[Dataset entries]
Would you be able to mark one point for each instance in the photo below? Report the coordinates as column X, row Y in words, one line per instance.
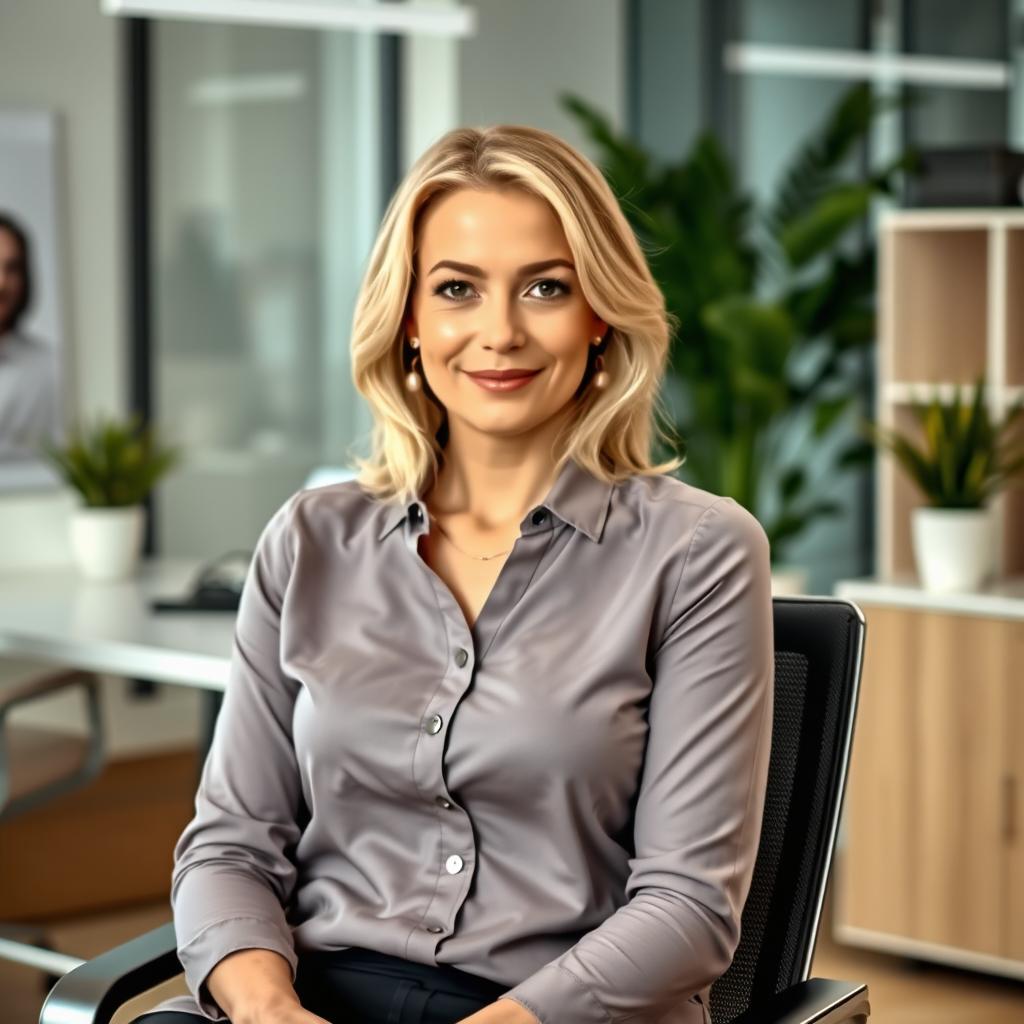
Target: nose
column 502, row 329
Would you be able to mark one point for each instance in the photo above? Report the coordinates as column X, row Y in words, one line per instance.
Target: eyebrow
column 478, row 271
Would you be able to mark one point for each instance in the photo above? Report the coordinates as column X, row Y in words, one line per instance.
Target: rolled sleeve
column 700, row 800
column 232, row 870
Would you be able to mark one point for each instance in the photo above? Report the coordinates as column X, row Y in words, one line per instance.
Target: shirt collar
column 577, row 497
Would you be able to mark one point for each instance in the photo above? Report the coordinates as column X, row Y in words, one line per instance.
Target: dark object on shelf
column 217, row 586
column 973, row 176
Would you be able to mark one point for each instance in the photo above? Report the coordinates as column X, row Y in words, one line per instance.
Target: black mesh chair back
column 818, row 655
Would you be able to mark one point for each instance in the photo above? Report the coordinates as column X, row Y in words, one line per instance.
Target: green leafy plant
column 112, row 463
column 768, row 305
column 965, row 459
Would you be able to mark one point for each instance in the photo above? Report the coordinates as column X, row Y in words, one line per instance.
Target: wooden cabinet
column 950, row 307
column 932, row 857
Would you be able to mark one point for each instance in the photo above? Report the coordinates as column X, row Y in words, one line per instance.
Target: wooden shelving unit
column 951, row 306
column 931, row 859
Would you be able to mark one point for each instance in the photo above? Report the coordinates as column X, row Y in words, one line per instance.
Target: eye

» Problem to solve:
Format each line of the items above as a JSON list of strings, one string per line, omitting blank lines and the pictures.

» Exercise answer:
[
  "Would you be able to mark one point for each instance in the photo below? Report the coordinates as column X, row Y in words, one line per instance.",
  "Target: nose",
  "column 502, row 329",
  "Would you be able to mark one point for each instance in the photo above? Report the coordinates as column X, row Y in words, one line per instance.",
  "Target: eyebrow",
  "column 478, row 271",
  "Would you be able to mark one point for each instance in the photo above? Report the coordinates as column X, row Y in words, one line per instance.",
  "Target: rolled sleeve",
  "column 700, row 800",
  "column 232, row 870",
  "Would you be able to mark one point for each instance in the photo above? Report the coordinates as column X, row Y in words, one line per instance.",
  "Target: shirt collar",
  "column 577, row 497",
  "Would you be able to mark one point for each instance in the photo above? Report the coordinates as column X, row Y in words, one line per instance.",
  "Target: dark object on shelf",
  "column 217, row 586",
  "column 973, row 176",
  "Would you be able to mark one point for each instance in the photo above? Report the coordinates as column X, row Y in words, one line per instance.",
  "Target: black mesh chair back",
  "column 818, row 655",
  "Would you be able to mark one point for each instance in the photo above? Report the coordinates as column X, row Y in words, one line per instance.",
  "Target: green leafy plant",
  "column 112, row 463",
  "column 768, row 305",
  "column 965, row 459",
  "Would you be able to mark one point for each instance in the photo above? Report the coordinates as column X, row Y in words, one line per instance.",
  "Target: wooden cabinet",
  "column 950, row 307",
  "column 932, row 857",
  "Would you be able to mark one point for each instance in the photo above? Report the coordinates as column X, row Y in words, one line per instance.",
  "Target: wooden shelving unit",
  "column 951, row 306",
  "column 931, row 859",
  "Would you be able to mark one point for each instance in the photo above? Report the coordinates as column X, row Y in words, one line per instance.",
  "Target: eye"
]